# **** Many Moons Ago ****



## catcapper (Feb 11, 2010)

Come 1700 hours today--- Miss K and I will have been married 36 years. Tied the knot in down town Cody Wyoming.

Guess I chased her till she caught me.LOL.

awprint: awprint:


----------



## hassell (Feb 9, 2010)

Congrats for the two of you, 36 more to go.


----------



## bar-d (Feb 3, 2010)

Kudos Dave and Miss K.


----------



## kiyote (Jun 15, 2014)

congrats


----------



## glenway (Mar 27, 2011)

Cool, Cat.

Mine's tomorrow and a scant 39 years ago. Wondering if I should remind her. It's either that or the ol' frying pan upside the head. Again.


----------



## SWAMPBUCK10PT (Apr 5, 2010)

*Wow!!!!!!!!!! Congratulations to Both Ladys [how they do that]--and Grats to the Guys---You have special partners------------------------------*


----------



## prairiewolf (Feb 19, 2012)

Congrats !!


----------



## youngdon (Mar 10, 2010)

Congratulations to all four of you. Dave appears to be especially well trained as he even mentions the hour in which he became lucky.


----------



## sneakygroundbuzzard (Nov 1, 2012)

congrats guys

you all make me feel like a newly wed

the wife and i oae only going on 28 years this november

glen,i would remind her.after all a guy can only take so many whacks upside the head with the frying pan

before he has to buy her a new frying pan


----------



## glenway (Mar 27, 2011)

INFORMATION SUPPLIED ->

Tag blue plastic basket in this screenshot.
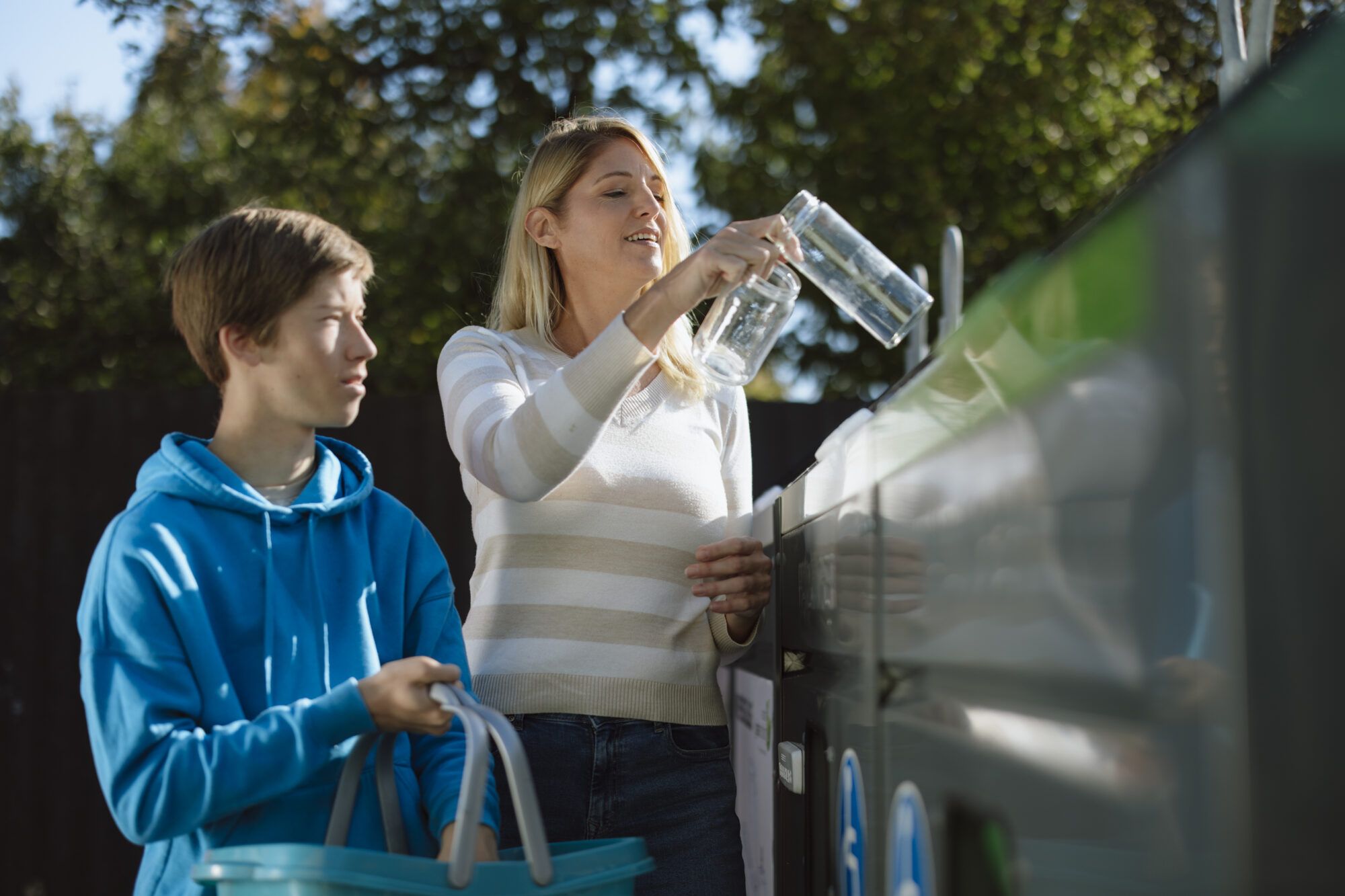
[191,685,654,896]
[192,837,654,896]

EXERCISE SET ->
a. Answer these questions from the anniversary thread, one per line:
(i) In what town did catcapper and Miss K get married?
(ii) How many more years does hassell wish the couple?
(iii) How long ago was glenway's wedding?
b. Write the next part of the anniversary thread, picking up after its final post heading.

EXERCISE ANSWERS ->
a.
(i) Downtown Cody, Wyoming
(ii) 36 more years
(iii) 39 years ago

b.
She's way too smart for that. She knows the value of cast iron.

Gonna live dangerously and going crow hunting before she wakes up. Ssssshhhhhhh...


----------



## pokeyjeeper (Sep 5, 2013)

congrats guys my wife and i are only at 15 years this year


----------



## Agney5 (Sep 28, 2013)

That's awesome guys! The wife and I just had our 4 year wedding anniversary where been together for 9, I'm only telling everyone this just to make you all feel old! HAHA


----------



## sneakygroundbuzzard (Nov 1, 2012)

Agney5 said:


> That's awesome guys! The wife and I just had our 4 year wedding anniversary where been together for 9, I'm only telling everyone this just to make you all feel old! HAHA


i dont know about the others,but i dont need that to feel old

my bones make me feel that every day when i get out of bed

but thanks


----------



## ReidRH (Feb 1, 2010)

HAPPY ANNIVERSARY!!


----------



## Agney5 (Sep 28, 2013)

sneakygroundbuzzard said:


> i dont know about the others,but i dont need that to feel old
> my bones make me feel that every day when i get out of bed
> 
> but thanks


I couldn't help myself. I don't have a ton of faith there will be many my age group to make these milestones. Congrats again guys, hopefully you'll all have many more happy years together.


----------



## Ruger (Jan 22, 2011)

Happy anniversary! ! ! !


----------



## prairiewolf (Feb 19, 2012)

Agney5 said:


> That's awesome guys! The wife and I just had our 4 year wedding anniversary where been together for 9, I'm only telling everyone this just to make you all feel old! HAHA


My wife and I were married for 48 yrs when she passed, Now I do feel old !!


----------



## azpredatorhunter (Jul 24, 2012)

Happy anniversary guys... The wife and I will hit 20 years this December... Who says friday the thirteenth is bad luck.


----------



## 220swift (Mar 2, 2011)

Been away for a bit.......HAPPY BELATED ANNIVERSARY Dave and Miss K and all the others mentioned here. The special lady that puts up with me and I had our 32nd the end of June and it's the second marriage for both of us.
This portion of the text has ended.